Entries from a dataset

= = = = = = =

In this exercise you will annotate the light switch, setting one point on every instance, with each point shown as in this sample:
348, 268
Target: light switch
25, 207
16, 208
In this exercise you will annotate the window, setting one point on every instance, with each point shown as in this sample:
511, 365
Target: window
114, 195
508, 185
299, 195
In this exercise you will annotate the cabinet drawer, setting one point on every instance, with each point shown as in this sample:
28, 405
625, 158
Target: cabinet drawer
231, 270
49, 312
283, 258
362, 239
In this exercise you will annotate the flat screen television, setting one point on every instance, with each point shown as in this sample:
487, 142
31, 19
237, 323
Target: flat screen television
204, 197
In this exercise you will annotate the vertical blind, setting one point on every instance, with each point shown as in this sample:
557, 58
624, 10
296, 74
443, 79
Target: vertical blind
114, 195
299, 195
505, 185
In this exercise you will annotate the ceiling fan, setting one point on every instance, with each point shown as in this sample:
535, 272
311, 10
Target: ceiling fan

= = = = = = =

- [DESCRIPTION OF THE TASK]:
Your task is to repeat the data exactly, with nothing left out.

- [FINAL RESULT]:
In this exercise you will annotate the light switch, setting one point on every instance, with each point shown as in this sample:
348, 268
Target: light switch
25, 207
16, 208
In this exercise you will annotate the window, setting one point on every instance, with each point shown as in this sample:
511, 365
Target: window
114, 195
508, 185
299, 195
In this exercise you will annotate the cabinet drawer, setting one point on every instance, with each point shown as in this sample:
28, 405
625, 158
Target: cabinet drawer
231, 270
49, 312
283, 258
362, 239
In this exercise you will annotate the flat screen television, setting one point on every instance, with each point shown as in this sample:
487, 142
31, 19
237, 323
Target: flat screen television
204, 197
In this exercise you will annotate the vertical blind, setting one point on every instance, with each point shown as in this sample:
557, 58
624, 10
296, 74
443, 79
Target: vertical blind
114, 195
299, 195
505, 185
In this exercise you will annotate the ceiling fan, setting one point on every instance, with each point shown as in this sample:
535, 272
311, 10
Target: ceiling fan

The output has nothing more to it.